■ **Objective**
Quote all of the material below word for word, line by line.
##### Information shown #####
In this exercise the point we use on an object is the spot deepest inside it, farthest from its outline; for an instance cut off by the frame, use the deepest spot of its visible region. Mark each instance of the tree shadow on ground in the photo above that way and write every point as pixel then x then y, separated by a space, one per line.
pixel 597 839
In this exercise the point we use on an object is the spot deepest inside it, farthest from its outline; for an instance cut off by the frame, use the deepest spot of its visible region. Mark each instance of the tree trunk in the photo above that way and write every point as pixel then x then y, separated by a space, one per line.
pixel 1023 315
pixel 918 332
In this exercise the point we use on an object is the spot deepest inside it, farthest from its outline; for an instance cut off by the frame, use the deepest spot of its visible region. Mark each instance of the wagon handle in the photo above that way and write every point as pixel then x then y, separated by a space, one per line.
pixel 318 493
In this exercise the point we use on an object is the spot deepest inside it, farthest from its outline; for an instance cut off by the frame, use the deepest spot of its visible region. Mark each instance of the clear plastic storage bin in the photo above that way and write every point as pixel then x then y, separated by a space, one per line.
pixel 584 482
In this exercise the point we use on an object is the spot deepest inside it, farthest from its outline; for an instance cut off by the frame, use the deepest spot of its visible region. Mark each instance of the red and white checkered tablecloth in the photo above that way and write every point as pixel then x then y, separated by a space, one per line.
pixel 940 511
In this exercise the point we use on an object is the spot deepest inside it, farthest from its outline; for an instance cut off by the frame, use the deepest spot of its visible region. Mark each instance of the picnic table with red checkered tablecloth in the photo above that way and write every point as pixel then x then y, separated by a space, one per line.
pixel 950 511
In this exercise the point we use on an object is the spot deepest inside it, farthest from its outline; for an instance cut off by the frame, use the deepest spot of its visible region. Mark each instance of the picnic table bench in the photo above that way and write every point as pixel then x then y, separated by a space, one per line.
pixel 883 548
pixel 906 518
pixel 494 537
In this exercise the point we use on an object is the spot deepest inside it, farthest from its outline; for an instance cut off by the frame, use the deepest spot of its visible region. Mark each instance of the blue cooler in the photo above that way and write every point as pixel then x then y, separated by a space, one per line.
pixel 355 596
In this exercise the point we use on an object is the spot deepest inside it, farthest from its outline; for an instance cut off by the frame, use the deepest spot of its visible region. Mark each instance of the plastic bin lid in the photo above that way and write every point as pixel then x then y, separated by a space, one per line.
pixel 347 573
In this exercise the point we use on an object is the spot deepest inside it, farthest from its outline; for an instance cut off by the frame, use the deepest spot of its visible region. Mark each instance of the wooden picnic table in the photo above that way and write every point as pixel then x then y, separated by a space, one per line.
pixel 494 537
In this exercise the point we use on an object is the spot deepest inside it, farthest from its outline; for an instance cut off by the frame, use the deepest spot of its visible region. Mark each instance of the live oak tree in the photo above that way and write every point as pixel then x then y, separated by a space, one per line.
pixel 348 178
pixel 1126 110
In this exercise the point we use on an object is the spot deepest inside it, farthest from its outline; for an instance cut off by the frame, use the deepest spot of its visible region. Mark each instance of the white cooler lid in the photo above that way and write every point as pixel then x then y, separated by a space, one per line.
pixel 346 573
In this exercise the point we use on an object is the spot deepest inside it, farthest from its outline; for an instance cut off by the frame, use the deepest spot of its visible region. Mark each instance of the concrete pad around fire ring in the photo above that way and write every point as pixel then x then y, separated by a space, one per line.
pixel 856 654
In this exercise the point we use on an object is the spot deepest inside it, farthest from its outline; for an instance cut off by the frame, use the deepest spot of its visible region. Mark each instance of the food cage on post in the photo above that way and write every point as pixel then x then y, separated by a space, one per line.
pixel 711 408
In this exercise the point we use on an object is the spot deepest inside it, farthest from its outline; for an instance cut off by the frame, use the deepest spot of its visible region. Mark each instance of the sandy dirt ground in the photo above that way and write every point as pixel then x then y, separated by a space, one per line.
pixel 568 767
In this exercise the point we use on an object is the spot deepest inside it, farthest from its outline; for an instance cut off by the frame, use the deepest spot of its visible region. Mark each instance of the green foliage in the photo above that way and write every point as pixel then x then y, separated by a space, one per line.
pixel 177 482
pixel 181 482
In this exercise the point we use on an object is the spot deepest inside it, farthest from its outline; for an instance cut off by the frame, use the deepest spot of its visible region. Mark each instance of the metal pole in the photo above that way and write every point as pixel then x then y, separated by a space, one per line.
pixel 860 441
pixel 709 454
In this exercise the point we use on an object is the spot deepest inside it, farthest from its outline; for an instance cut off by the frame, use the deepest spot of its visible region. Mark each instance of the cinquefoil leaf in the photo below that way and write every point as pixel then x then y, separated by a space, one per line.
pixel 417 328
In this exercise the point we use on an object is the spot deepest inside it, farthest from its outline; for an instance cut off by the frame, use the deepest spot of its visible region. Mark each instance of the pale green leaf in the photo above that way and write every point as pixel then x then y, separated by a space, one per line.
#####
■ **Answer to this problem**
In this exercise the point we use on an object is the spot deepest inside it, farthest from its outline; for an instance cut off by the frame, use the deepest spot of its visible region. Mark each instance of the tree shadow on ground in the photo above that way and write every point as pixel then x then y, separated by a space, one per line.
pixel 597 839
In this exercise the point we use on an object is the spot deepest inside it, farthest from its outline; for an instance cut off by the frame, use the deepest spot of its visible region. Mark each instance of the tree trunk in the photo above that way and write every point as pixel then x then y, separated by a space, one per line.
pixel 1023 315
pixel 918 332
In this exercise the point we use on an object is the spot deepest inside it, farthest from its outline; for an instance cut off by the frame, use the deepest spot of its visible region. Mark each instance of the wagon handle in the photo above that way and write every point as pixel then x then y, separated by a space, one per line.
pixel 318 493
In this exercise the point we use on an object is the spot deepest inside it, farthest from its outline; for an instance cut off by the frame, use the deepest spot of its visible region. Mark each instance of the clear plastic storage bin in the photo above that way and write every point as pixel then x then y, separated by a space, one per line.
pixel 584 482
In this exercise the point we use on an object is the spot deepest inside it, farthest from its outline; for an instance cut off by the frame, use the deepest spot of its visible region. Mark each instance of the red and white checkered tablecloth in the photo above that way and write every point as pixel then x then y, separated by a space, one per line.
pixel 940 511
In this exercise the point we use on an object is the spot deepest inside it, farthest from its outline; for an instance cut off by the frame, use the deepest spot of its visible region. Mark each instance of the picnic table with red checkered tablecloth in the photo above that way and write every point as pixel then x then y, separated by a space, one per line.
pixel 950 511
In this exercise the point we use on an object is the spot deepest inside it, farthest from its outline; for an instance cut off by the frame, use the deepest spot of its visible region. Mark each instance of the picnic table bench in the photo above that way and write every point as pixel then x then y, separated by a space, one per line.
pixel 883 548
pixel 906 518
pixel 494 537
In this exercise the point we use on an object is the spot deepest inside it, farthest from its outline; for an instance cut off by the frame, use the deepest spot of its visible region. Mark each instance of the blue cooler in the photo above that way and write every point as pixel then x then y, separated by a space, one per line.
pixel 355 596
In this exercise the point we use on an object is the spot deepest inside it, farthest from its outline; for an instance cut off by the frame, use the deepest spot of its visible region. Mark each instance of the plastic bin lid in the photo above that way and write every point as pixel then x then y, separated by a space, one per line.
pixel 347 573
In this exercise the point we use on an object is the spot deepest inside it, farthest from its outline; for an instance cut off by the frame, use the deepest spot of its visible region. Mark each instance of the wooden picnic table in the photo above that way and write every point as pixel then x then y, separated by a space, one per line.
pixel 494 537
In this exercise the point we use on an object is the spot deepest inside it, farthest from its outline; for an instance cut off by the frame, use the deepest spot of its visible region. Mark each instance of the live oak tree in the photo above that way and write every point as pixel then x then y, separated by a space, one per line.
pixel 348 178
pixel 1126 110
In this exercise the point we use on an object is the spot deepest inside it, farthest from its outline; for an instance cut off by the frame, use the deepest spot of its visible region. Mark each instance of the white cooler lid in the photo above that way and write every point as pixel then x then y, separated by a space, one per line.
pixel 346 573
In this exercise the point we use on an object is the spot deepest inside it, farthest from its outline; for an instance cut off by the frame, use the deepest spot of its visible region. Mark each instance of the concrete pad around fire ring in the photo above that way and write every point as pixel then x then y, separated by a space, one per line.
pixel 856 654
In this exercise the point we use on an object is the spot deepest inside it, farthest from its outline; for an instance cut off by the frame, use the deepest spot of its visible region. Mark each instance of the food cage on post in the photo above that way and write every point as pixel then x then y, separated by a space, one per line.
pixel 711 408
In this exercise the point we use on an object is the spot deepest inside it, farthest from its outline; for an instance cut off by the frame, use the deepest spot of its visible region. Mark each instance of the sandy dirt ground in the photo above that way and write every point as pixel then x then y, separated by a space, one per line.
pixel 568 767
In this exercise the point we use on an object is the spot deepest inside it, farthest from its outline; for an instance cut off by the frame, use the deepest spot of its visible region. Mark each instance of the green foliage in the photo above that way and write every point as pixel then x then y, separated by a space, one per line.
pixel 177 482
pixel 181 482
In this exercise the point we use on an object is the spot deepest inside it, farthest from its outline; for an instance cut off by the frame, use the deepest spot of its visible region. Mark each instance of the metal pole in the photo above that way and write every point as pixel then x then y, separated by a space, one per line.
pixel 860 441
pixel 709 454
In this exercise the point we use on an object is the spot deepest inside it, farthest from its outline; for an instance cut off by the frame, use the deepest spot of its visible region. Mark each instance of the cinquefoil leaf in the photo below that way and write every point as pixel then x then y, separated by a space, one per line.
pixel 417 328
In this exercise the point we use on an object is the spot deepest inside it, farthest from its outline; for an instance cut off by the frame, use the deepest spot of its visible region. Mark each instance of the pale green leaf in the photo above that way and write every point as pixel then x then y, separated by a space, one per line.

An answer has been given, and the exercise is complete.